──────── PROVIDED MATERIAL

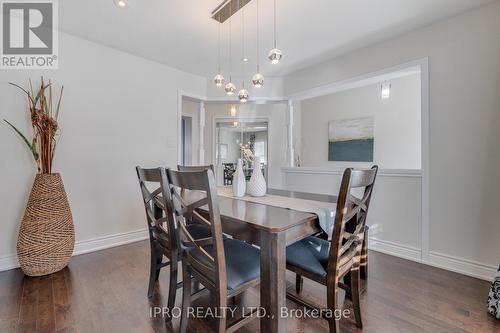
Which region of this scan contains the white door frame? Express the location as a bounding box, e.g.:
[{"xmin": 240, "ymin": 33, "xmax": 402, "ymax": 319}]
[{"xmin": 177, "ymin": 90, "xmax": 205, "ymax": 165}]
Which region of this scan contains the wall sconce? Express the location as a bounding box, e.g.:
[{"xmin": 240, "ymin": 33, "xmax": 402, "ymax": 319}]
[
  {"xmin": 229, "ymin": 105, "xmax": 237, "ymax": 117},
  {"xmin": 381, "ymin": 82, "xmax": 391, "ymax": 99}
]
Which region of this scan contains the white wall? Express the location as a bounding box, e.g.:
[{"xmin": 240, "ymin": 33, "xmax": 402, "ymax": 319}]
[
  {"xmin": 283, "ymin": 169, "xmax": 422, "ymax": 251},
  {"xmin": 0, "ymin": 32, "xmax": 206, "ymax": 269},
  {"xmin": 299, "ymin": 73, "xmax": 421, "ymax": 169},
  {"xmin": 283, "ymin": 1, "xmax": 500, "ymax": 279},
  {"xmin": 181, "ymin": 100, "xmax": 200, "ymax": 165},
  {"xmin": 204, "ymin": 103, "xmax": 288, "ymax": 189}
]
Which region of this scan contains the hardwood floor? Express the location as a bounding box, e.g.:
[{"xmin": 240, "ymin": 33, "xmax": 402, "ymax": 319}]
[{"xmin": 0, "ymin": 240, "xmax": 498, "ymax": 333}]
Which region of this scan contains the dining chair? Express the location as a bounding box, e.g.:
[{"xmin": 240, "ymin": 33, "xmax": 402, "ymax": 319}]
[
  {"xmin": 135, "ymin": 167, "xmax": 212, "ymax": 311},
  {"xmin": 286, "ymin": 166, "xmax": 378, "ymax": 333},
  {"xmin": 166, "ymin": 169, "xmax": 261, "ymax": 333},
  {"xmin": 177, "ymin": 164, "xmax": 214, "ymax": 172},
  {"xmin": 177, "ymin": 164, "xmax": 215, "ymax": 199}
]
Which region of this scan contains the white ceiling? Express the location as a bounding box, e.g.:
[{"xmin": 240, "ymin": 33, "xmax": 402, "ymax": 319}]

────────────────

**ASSIGNMENT:**
Retype all entries above verbatim; no pictures belong in the copy.

**OUTPUT FOR THIS TASK:**
Which region of this scan contains the white door frame? Express the location as a bounding box, e.g.:
[{"xmin": 240, "ymin": 33, "xmax": 402, "ymax": 319}]
[{"xmin": 177, "ymin": 90, "xmax": 205, "ymax": 165}]
Which region of this scan contains the wall sconce? Express the location as a bounding box, e.g.:
[{"xmin": 240, "ymin": 33, "xmax": 402, "ymax": 319}]
[
  {"xmin": 229, "ymin": 105, "xmax": 237, "ymax": 117},
  {"xmin": 381, "ymin": 82, "xmax": 391, "ymax": 99}
]
Which region of this scan contains the white wall? Express the location as a bounding box, e.g.:
[{"xmin": 240, "ymin": 33, "xmax": 402, "ymax": 319}]
[
  {"xmin": 283, "ymin": 169, "xmax": 422, "ymax": 251},
  {"xmin": 0, "ymin": 32, "xmax": 206, "ymax": 269},
  {"xmin": 299, "ymin": 73, "xmax": 421, "ymax": 169},
  {"xmin": 283, "ymin": 1, "xmax": 500, "ymax": 279},
  {"xmin": 181, "ymin": 100, "xmax": 200, "ymax": 165},
  {"xmin": 204, "ymin": 103, "xmax": 288, "ymax": 189}
]
Which region of this scan contains the hardwood floor? Express the location as a bounding box, e.g.:
[{"xmin": 240, "ymin": 33, "xmax": 402, "ymax": 319}]
[{"xmin": 0, "ymin": 240, "xmax": 498, "ymax": 333}]
Which region of this scan contains the dining chair? Express the location as a bounding box, e.g.:
[{"xmin": 240, "ymin": 33, "xmax": 402, "ymax": 319}]
[
  {"xmin": 135, "ymin": 167, "xmax": 212, "ymax": 311},
  {"xmin": 286, "ymin": 166, "xmax": 378, "ymax": 333},
  {"xmin": 166, "ymin": 169, "xmax": 261, "ymax": 333},
  {"xmin": 177, "ymin": 164, "xmax": 214, "ymax": 172},
  {"xmin": 177, "ymin": 164, "xmax": 215, "ymax": 199}
]
Which region of this scan contains the white ceiling? Express the location as a bounding box, e.g.:
[{"xmin": 240, "ymin": 33, "xmax": 402, "ymax": 319}]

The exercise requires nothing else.